- **Instruction**
Pull out every line in the stored records that contains the string "police", matching case exactly.

[Stored records]
--------------------
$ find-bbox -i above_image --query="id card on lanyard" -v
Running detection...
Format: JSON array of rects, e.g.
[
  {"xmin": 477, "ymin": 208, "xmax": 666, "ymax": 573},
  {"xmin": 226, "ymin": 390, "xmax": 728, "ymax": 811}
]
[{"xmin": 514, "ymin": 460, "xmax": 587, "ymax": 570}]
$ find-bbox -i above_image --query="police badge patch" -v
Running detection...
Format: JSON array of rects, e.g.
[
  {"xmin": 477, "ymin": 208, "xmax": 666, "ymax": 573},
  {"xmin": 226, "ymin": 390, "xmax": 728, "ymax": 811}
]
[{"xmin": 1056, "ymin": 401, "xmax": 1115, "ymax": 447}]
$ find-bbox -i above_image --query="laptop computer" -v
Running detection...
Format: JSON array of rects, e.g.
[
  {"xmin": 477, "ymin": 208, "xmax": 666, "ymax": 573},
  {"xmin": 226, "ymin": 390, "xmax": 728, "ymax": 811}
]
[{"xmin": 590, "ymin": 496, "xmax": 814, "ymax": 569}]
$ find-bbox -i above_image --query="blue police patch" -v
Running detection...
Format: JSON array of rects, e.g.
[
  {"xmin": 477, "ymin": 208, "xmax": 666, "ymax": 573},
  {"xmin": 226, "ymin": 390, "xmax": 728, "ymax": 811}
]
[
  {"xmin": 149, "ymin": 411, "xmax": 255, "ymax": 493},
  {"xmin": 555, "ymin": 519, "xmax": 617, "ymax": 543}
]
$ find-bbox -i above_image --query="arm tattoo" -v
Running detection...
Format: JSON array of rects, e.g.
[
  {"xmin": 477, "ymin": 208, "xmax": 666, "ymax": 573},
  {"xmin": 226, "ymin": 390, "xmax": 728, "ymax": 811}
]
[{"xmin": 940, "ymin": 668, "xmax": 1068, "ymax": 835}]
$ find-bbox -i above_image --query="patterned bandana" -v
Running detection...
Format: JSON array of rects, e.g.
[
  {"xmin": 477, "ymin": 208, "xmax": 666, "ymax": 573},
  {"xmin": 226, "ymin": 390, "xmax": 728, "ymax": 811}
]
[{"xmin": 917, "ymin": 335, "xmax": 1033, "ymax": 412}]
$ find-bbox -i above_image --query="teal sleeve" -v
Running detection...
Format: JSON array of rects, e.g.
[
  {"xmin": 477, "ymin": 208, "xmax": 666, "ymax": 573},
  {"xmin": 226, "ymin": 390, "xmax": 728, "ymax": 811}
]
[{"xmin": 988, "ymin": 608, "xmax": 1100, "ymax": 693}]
--------------------
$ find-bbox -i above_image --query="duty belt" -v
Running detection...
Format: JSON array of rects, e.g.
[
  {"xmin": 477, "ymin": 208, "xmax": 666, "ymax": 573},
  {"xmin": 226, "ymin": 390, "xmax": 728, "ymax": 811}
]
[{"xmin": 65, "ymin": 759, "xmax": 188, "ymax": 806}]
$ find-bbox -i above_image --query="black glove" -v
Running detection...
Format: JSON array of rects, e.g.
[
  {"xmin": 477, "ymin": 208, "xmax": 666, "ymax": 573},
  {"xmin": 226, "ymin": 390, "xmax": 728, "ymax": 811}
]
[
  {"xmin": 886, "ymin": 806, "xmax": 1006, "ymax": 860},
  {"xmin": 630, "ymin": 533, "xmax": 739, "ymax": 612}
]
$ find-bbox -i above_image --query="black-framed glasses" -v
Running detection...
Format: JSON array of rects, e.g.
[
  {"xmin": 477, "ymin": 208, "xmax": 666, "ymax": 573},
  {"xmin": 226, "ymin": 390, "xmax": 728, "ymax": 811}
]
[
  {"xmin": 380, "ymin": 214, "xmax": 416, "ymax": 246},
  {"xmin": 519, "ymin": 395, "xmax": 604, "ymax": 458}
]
--------------------
- **Written answer**
$ find-bbox -i above_image --query="police badge patch" -v
$ find-bbox -i above_image --query="blue police patch" -v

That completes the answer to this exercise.